:: Texte à lire

Leïla Slimani a 18 ans quand elle quitte Rabat pour Paris. Elle rêve d’être psychiatre mais son goût pour les lettres l’oriente vers hypokhâgne et khâgne puis Sciences-Po. Fascinée par l’univers de Stefan Zweig, elle part quelques mois en Europe de l’Est. Découvre Prague, Vienne, Budapest et aussi le racisme. Visite avec sa mère les demeures des grands écrivains à Moscou. Puis regagne Paris, s’essaie au cinéma avec une réalisatrice marocaine, s’inscrit au cours Florent. «Mais j’étais une comédienne médiocre et le milieu du cinéma ne m’intéressait pas», confesse-t-elle. Elle s’inscrit à l’ESCP, section média, et se retrouve dans une classe parrainée par Christophe Barbier [directeur de la rédaction de l’Express, ndlr]. Il lui propose un stage à l’Express. Elle s’éclate mais comprend vite que le journal n’embauche pas. Alors Barbier l’oriente sur Jeune Afriquequi lui offre un CDI. Elle vient juste de se marier avec Antoine, rencontré dans un bar. Banquier, protestant, carré, posé. Son antithèse. «Mais c’est un hédoniste, comme moi, dit-elle en souriant. Nous avons le même goût de la fête.»

::::

# Consigne
Restituez intégralement, mot pour mot, le texte consacré au parcours de Leïla Slimani. Les lignes de données constituent un matériau à part, indépendant du texte.

:: Lignes de données

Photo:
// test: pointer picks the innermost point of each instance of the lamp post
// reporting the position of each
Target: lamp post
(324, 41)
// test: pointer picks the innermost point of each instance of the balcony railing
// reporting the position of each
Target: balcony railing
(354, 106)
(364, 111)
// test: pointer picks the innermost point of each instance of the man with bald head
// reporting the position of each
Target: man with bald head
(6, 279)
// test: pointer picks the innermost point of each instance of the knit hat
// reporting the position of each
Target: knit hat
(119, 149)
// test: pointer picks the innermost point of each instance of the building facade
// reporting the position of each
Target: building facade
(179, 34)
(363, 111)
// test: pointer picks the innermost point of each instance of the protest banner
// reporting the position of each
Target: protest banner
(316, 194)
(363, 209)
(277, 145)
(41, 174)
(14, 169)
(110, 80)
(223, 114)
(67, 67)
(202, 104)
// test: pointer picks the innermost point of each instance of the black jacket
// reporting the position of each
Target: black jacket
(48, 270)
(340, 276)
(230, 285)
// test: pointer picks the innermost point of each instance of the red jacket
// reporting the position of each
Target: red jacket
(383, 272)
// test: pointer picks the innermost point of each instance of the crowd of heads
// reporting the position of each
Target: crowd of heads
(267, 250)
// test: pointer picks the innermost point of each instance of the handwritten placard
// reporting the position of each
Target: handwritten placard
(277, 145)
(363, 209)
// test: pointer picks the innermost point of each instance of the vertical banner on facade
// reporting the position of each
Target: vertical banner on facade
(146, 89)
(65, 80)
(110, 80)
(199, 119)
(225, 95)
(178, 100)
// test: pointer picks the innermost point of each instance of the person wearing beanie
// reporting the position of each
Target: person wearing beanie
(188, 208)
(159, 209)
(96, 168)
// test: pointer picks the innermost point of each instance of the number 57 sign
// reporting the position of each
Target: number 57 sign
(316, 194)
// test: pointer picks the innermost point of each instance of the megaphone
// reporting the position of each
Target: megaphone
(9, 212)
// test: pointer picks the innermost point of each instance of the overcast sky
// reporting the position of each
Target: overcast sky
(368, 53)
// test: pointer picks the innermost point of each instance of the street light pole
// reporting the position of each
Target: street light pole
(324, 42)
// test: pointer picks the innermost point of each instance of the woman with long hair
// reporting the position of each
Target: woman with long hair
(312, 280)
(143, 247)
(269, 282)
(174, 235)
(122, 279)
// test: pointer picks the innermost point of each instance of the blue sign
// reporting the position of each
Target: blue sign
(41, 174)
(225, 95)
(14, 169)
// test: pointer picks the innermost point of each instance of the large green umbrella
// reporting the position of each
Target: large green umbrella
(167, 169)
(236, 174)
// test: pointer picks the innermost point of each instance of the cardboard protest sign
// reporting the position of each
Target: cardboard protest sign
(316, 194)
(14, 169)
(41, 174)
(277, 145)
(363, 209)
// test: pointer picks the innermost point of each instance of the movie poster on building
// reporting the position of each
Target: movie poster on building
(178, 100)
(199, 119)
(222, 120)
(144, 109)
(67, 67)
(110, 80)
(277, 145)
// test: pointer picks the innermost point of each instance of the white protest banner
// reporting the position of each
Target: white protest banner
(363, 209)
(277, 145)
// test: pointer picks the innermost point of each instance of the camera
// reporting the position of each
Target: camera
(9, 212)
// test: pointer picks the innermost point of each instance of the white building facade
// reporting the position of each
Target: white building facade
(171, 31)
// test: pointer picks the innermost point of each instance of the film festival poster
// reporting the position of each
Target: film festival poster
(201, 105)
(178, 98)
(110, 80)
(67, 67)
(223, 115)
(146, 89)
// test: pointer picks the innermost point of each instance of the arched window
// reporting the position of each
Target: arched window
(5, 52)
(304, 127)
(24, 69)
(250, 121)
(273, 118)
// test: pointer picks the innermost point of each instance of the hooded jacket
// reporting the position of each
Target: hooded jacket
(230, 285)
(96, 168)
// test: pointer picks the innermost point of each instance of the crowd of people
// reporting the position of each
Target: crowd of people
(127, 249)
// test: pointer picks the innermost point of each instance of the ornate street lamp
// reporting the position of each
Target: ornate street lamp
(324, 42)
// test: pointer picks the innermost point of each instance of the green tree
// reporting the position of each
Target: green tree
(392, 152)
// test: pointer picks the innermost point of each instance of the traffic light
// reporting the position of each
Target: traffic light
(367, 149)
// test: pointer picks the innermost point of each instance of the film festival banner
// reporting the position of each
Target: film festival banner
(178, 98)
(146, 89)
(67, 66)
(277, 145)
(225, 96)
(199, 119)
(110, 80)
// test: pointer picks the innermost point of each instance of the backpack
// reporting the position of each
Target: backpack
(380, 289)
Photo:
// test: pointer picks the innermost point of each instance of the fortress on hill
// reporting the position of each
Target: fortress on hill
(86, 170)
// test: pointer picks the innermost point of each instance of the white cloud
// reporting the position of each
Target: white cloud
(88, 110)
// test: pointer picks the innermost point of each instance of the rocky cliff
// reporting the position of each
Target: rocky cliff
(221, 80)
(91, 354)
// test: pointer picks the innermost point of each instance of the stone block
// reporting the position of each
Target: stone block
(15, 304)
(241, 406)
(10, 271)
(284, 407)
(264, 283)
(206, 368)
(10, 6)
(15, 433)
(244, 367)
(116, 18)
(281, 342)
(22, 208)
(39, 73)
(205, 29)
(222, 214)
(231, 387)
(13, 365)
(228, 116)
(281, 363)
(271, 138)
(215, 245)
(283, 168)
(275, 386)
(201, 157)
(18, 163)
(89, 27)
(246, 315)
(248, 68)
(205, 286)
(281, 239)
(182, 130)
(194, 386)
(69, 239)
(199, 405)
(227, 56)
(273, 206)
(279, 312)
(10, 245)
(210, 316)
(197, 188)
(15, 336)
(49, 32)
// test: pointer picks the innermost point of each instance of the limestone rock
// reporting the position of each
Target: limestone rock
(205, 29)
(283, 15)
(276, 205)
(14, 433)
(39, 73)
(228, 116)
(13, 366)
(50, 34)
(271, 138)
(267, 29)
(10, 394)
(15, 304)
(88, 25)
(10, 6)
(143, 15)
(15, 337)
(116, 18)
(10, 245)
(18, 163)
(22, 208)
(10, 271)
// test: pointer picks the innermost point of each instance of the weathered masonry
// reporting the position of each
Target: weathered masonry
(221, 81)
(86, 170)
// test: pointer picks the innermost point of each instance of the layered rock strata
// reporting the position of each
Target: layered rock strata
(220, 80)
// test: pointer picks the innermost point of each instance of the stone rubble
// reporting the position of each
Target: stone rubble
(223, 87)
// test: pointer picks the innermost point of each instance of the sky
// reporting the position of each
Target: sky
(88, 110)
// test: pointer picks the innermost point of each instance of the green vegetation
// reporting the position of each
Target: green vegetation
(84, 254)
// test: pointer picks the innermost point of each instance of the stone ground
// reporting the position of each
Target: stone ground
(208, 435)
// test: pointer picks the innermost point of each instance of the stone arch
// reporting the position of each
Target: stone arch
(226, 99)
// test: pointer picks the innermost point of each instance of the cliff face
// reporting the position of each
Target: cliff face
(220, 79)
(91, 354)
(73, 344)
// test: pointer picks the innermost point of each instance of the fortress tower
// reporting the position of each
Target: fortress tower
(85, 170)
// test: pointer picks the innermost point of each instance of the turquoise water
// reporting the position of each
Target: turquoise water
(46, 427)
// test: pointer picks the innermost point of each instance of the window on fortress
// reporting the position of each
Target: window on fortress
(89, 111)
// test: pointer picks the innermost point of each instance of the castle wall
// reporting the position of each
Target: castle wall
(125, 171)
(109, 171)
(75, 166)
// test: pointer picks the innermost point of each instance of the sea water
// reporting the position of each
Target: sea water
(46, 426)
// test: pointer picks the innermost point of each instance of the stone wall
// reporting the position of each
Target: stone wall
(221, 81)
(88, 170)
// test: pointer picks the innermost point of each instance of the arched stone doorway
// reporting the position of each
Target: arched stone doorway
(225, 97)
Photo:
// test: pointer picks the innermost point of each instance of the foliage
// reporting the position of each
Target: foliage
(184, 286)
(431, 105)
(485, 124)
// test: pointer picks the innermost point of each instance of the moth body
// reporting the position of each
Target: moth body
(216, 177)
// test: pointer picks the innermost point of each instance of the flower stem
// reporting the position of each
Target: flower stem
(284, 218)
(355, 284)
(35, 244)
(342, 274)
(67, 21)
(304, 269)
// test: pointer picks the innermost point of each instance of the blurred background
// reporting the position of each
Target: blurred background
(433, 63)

::::

# Réponse complète
Leïla Slimani a 18 ans quand elle quitte Rabat pour Paris. Elle rêve d’être psychiatre mais son goût pour les lettres l’oriente vers hypokhâgne et khâgne puis Sciences-Po. Fascinée par l’univers de Stefan Zweig, elle part quelques mois en Europe de l’Est. Découvre Prague, Vienne, Budapest et aussi le racisme. Visite avec sa mère les demeures des grands écrivains à Moscou. Puis regagne Paris, s’essaie au cinéma avec une réalisatrice marocaine, s’inscrit au cours Florent. «Mais j’étais une comédienne médiocre et le milieu du cinéma ne m’intéressait pas», confesse-t-elle. Elle s’inscrit à l’ESCP, section média, et se retrouve dans une classe parrainée par Christophe Barbier [directeur de la rédaction de l’Express, ndlr]. Il lui propose un stage à l’Express. Elle s’éclate mais comprend vite que le journal n’embauche pas. Alors Barbier l’oriente sur Jeune Afriquequi lui offre un CDI. Elle vient juste de se marier avec Antoine, rencontré dans un bar. Banquier, protestant, carré, posé. Son antithèse. «Mais c’est un hédoniste, comme moi, dit-elle en souriant. Nous avons le même goût de la fête.»